## ACTIVITY
Tell me how many lines in the data include "here", and keep the reply to that number.

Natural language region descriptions
BEGIN

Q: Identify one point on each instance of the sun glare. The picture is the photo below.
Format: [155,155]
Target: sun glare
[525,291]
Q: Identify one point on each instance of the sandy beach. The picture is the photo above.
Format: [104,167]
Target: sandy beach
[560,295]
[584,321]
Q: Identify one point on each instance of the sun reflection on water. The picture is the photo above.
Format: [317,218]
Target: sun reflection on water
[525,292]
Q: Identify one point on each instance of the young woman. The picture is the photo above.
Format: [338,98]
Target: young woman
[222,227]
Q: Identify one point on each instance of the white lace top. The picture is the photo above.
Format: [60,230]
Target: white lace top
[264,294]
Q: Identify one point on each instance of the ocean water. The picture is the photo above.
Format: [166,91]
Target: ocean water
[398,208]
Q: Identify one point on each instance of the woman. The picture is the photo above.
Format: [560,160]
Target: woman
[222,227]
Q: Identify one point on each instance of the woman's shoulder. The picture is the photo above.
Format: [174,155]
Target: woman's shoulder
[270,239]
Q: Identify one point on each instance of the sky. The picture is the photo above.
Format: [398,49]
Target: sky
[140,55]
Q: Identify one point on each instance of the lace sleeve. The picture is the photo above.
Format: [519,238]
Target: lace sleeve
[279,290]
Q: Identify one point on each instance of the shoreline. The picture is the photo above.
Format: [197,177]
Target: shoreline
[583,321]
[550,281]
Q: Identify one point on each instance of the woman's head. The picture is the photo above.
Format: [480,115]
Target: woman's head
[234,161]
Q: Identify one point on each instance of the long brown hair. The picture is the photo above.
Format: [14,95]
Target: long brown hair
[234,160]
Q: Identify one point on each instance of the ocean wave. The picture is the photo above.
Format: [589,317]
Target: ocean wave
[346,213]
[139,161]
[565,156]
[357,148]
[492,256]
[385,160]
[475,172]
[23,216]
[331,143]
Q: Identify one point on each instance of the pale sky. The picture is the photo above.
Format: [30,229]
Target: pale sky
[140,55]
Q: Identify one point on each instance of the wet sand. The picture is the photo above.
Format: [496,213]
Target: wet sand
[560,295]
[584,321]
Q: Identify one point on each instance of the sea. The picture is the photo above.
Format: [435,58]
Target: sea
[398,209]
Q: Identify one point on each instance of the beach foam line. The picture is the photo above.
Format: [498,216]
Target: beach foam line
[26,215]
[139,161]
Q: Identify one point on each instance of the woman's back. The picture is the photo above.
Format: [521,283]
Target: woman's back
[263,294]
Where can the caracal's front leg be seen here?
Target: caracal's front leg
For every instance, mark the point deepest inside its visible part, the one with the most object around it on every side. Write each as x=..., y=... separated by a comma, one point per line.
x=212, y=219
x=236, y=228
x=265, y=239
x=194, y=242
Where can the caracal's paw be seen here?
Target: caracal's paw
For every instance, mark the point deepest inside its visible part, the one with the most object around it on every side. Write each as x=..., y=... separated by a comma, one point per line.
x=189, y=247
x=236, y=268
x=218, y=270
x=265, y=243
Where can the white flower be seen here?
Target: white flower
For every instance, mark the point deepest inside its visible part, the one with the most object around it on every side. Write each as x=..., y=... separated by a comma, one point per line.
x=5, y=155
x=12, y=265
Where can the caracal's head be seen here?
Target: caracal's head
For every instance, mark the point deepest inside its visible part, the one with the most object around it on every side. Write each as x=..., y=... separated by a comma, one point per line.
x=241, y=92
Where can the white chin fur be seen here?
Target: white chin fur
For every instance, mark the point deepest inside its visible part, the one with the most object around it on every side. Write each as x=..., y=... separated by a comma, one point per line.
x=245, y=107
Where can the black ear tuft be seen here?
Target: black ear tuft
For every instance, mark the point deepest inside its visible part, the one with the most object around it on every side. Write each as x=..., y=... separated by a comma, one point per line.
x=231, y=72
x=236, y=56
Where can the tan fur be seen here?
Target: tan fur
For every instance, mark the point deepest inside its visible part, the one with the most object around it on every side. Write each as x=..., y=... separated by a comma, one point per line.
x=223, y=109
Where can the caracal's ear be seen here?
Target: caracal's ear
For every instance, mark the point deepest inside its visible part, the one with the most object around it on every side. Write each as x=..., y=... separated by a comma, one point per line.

END

## OUTPUT FOR THIS EXERCISE
8